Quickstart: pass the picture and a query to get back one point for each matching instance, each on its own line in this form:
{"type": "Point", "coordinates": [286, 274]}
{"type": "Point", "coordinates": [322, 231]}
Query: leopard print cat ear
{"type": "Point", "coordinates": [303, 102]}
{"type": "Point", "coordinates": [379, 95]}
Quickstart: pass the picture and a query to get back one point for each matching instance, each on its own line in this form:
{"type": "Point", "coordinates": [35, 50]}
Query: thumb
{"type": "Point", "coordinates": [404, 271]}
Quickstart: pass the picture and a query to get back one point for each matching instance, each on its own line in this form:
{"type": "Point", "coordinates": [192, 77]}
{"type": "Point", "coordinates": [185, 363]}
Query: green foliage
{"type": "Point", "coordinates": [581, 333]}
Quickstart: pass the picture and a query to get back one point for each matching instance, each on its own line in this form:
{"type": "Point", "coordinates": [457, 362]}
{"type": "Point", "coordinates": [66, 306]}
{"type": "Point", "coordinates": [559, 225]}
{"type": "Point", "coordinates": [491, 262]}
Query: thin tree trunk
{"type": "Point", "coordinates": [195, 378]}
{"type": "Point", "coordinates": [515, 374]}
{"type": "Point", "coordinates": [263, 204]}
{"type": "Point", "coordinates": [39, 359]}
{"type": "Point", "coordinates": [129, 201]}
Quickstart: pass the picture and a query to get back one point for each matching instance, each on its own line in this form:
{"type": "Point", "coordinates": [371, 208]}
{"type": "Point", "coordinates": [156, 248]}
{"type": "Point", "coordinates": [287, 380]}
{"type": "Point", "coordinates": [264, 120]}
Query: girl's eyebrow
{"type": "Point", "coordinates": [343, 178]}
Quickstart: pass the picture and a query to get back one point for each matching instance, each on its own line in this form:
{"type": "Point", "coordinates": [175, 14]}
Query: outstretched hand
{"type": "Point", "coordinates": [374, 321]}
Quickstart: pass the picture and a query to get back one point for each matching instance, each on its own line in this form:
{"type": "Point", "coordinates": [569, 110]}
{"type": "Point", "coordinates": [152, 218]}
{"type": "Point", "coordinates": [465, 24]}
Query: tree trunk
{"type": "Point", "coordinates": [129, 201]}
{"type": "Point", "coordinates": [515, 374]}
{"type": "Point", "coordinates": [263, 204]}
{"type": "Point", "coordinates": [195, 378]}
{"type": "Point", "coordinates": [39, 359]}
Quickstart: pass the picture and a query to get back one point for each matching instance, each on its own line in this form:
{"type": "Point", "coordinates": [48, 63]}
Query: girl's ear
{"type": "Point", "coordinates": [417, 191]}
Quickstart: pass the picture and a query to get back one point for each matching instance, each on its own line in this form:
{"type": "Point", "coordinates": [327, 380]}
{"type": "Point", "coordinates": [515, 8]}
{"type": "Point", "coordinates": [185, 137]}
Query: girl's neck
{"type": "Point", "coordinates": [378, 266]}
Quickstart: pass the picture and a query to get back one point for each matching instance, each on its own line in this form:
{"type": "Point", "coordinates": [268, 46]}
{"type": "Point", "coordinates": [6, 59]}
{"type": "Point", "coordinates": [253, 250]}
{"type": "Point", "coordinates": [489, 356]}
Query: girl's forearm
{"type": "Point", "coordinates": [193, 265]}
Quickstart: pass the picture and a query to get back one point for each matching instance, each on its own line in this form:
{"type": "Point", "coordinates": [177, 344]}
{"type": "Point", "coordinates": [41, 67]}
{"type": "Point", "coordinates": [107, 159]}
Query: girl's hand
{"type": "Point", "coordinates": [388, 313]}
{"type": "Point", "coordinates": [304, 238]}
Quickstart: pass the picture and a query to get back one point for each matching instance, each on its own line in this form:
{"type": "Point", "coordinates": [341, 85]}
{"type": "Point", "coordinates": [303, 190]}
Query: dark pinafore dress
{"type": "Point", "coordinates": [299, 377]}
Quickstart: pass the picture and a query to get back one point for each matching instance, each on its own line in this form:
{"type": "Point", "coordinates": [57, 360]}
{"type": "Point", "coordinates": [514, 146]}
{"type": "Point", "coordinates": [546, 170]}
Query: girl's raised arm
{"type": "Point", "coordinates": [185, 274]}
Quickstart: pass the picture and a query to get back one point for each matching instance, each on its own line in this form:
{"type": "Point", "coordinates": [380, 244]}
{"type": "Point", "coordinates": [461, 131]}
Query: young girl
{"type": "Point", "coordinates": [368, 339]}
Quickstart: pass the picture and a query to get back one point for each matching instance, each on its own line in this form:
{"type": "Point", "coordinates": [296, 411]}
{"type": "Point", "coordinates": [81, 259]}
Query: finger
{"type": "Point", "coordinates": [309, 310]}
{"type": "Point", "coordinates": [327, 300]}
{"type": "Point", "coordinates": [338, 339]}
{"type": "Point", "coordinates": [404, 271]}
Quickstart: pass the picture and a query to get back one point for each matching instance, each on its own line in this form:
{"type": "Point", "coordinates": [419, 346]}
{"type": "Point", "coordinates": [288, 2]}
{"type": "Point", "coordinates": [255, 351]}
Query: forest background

________________________

**WHAT THE EXERCISE ASKS**
Please copy the data in full, character for character.

**WRITTEN SOLUTION**
Quickstart: pass the picture and a query to get back one point for each matching instance, each on its own line in this form:
{"type": "Point", "coordinates": [286, 274]}
{"type": "Point", "coordinates": [322, 231]}
Query: leopard print cat ear
{"type": "Point", "coordinates": [303, 102]}
{"type": "Point", "coordinates": [379, 95]}
Quickstart: pass the picture and a query to get back one point for each matching instance, each on its own line in this form:
{"type": "Point", "coordinates": [35, 50]}
Query: thumb
{"type": "Point", "coordinates": [404, 271]}
Quickstart: pass the picture and a query to get back one point for each matching instance, each on its own line in this form:
{"type": "Point", "coordinates": [192, 77]}
{"type": "Point", "coordinates": [185, 363]}
Query: green foliage
{"type": "Point", "coordinates": [581, 333]}
Quickstart: pass the picture and a query to get back one point for each matching instance, each on its own line in this form:
{"type": "Point", "coordinates": [457, 362]}
{"type": "Point", "coordinates": [66, 306]}
{"type": "Point", "coordinates": [559, 225]}
{"type": "Point", "coordinates": [491, 262]}
Query: thin tree trunk
{"type": "Point", "coordinates": [195, 378]}
{"type": "Point", "coordinates": [515, 374]}
{"type": "Point", "coordinates": [263, 204]}
{"type": "Point", "coordinates": [39, 359]}
{"type": "Point", "coordinates": [129, 201]}
Quickstart: pass the picture and a query to get back one point for each matching instance, each on its own line in this form:
{"type": "Point", "coordinates": [371, 208]}
{"type": "Point", "coordinates": [156, 248]}
{"type": "Point", "coordinates": [287, 380]}
{"type": "Point", "coordinates": [264, 120]}
Query: girl's eyebrow
{"type": "Point", "coordinates": [343, 178]}
Quickstart: pass the picture and a query to get back one point for each matching instance, each on its own line in this form:
{"type": "Point", "coordinates": [175, 14]}
Query: outstretched hand
{"type": "Point", "coordinates": [374, 321]}
Quickstart: pass the picture and a query to get back one point for each matching instance, each on its own line in this form:
{"type": "Point", "coordinates": [569, 110]}
{"type": "Point", "coordinates": [152, 218]}
{"type": "Point", "coordinates": [465, 24]}
Query: tree trunk
{"type": "Point", "coordinates": [129, 201]}
{"type": "Point", "coordinates": [515, 374]}
{"type": "Point", "coordinates": [263, 204]}
{"type": "Point", "coordinates": [195, 378]}
{"type": "Point", "coordinates": [39, 359]}
Quickstart: pass the picture and a query to get back one point for each matching instance, each on its own line in this form:
{"type": "Point", "coordinates": [48, 63]}
Query: girl's ear
{"type": "Point", "coordinates": [417, 191]}
Quickstart: pass the picture and a query to get back one point for each matching instance, each on its own line in this form:
{"type": "Point", "coordinates": [327, 380]}
{"type": "Point", "coordinates": [515, 8]}
{"type": "Point", "coordinates": [185, 137]}
Query: girl's neck
{"type": "Point", "coordinates": [378, 266]}
Quickstart: pass the picture and a query to get back one point for each matching instance, each on its own line in this form:
{"type": "Point", "coordinates": [268, 46]}
{"type": "Point", "coordinates": [6, 59]}
{"type": "Point", "coordinates": [253, 250]}
{"type": "Point", "coordinates": [489, 356]}
Query: girl's forearm
{"type": "Point", "coordinates": [193, 265]}
Quickstart: pass the picture and a query to get back one point for each matching instance, each on its own line in this form:
{"type": "Point", "coordinates": [177, 344]}
{"type": "Point", "coordinates": [41, 67]}
{"type": "Point", "coordinates": [107, 159]}
Query: girl's hand
{"type": "Point", "coordinates": [388, 313]}
{"type": "Point", "coordinates": [304, 238]}
Quickstart: pass the picture and a query to get back one point for each matching instance, each on its own line in this form:
{"type": "Point", "coordinates": [341, 85]}
{"type": "Point", "coordinates": [303, 190]}
Query: dark pinafore dress
{"type": "Point", "coordinates": [299, 377]}
Quickstart: pass the picture and a query to get back one point for each matching instance, each on its own line in this form:
{"type": "Point", "coordinates": [57, 360]}
{"type": "Point", "coordinates": [514, 146]}
{"type": "Point", "coordinates": [546, 170]}
Query: girl's raised arm
{"type": "Point", "coordinates": [185, 274]}
Quickstart: pass the picture and a query to get back one point for each matching instance, each on its own line in this form:
{"type": "Point", "coordinates": [380, 244]}
{"type": "Point", "coordinates": [461, 131]}
Query: young girl
{"type": "Point", "coordinates": [368, 339]}
Quickstart: pass the picture and a query to get back one point for each matching instance, each on its own line in this form:
{"type": "Point", "coordinates": [296, 411]}
{"type": "Point", "coordinates": [81, 259]}
Query: finger
{"type": "Point", "coordinates": [309, 310]}
{"type": "Point", "coordinates": [327, 300]}
{"type": "Point", "coordinates": [338, 339]}
{"type": "Point", "coordinates": [404, 271]}
Quickstart: pass the picture and a query to get back one point for each matching instance, each on its own line in this form:
{"type": "Point", "coordinates": [419, 346]}
{"type": "Point", "coordinates": [288, 2]}
{"type": "Point", "coordinates": [255, 351]}
Query: forest background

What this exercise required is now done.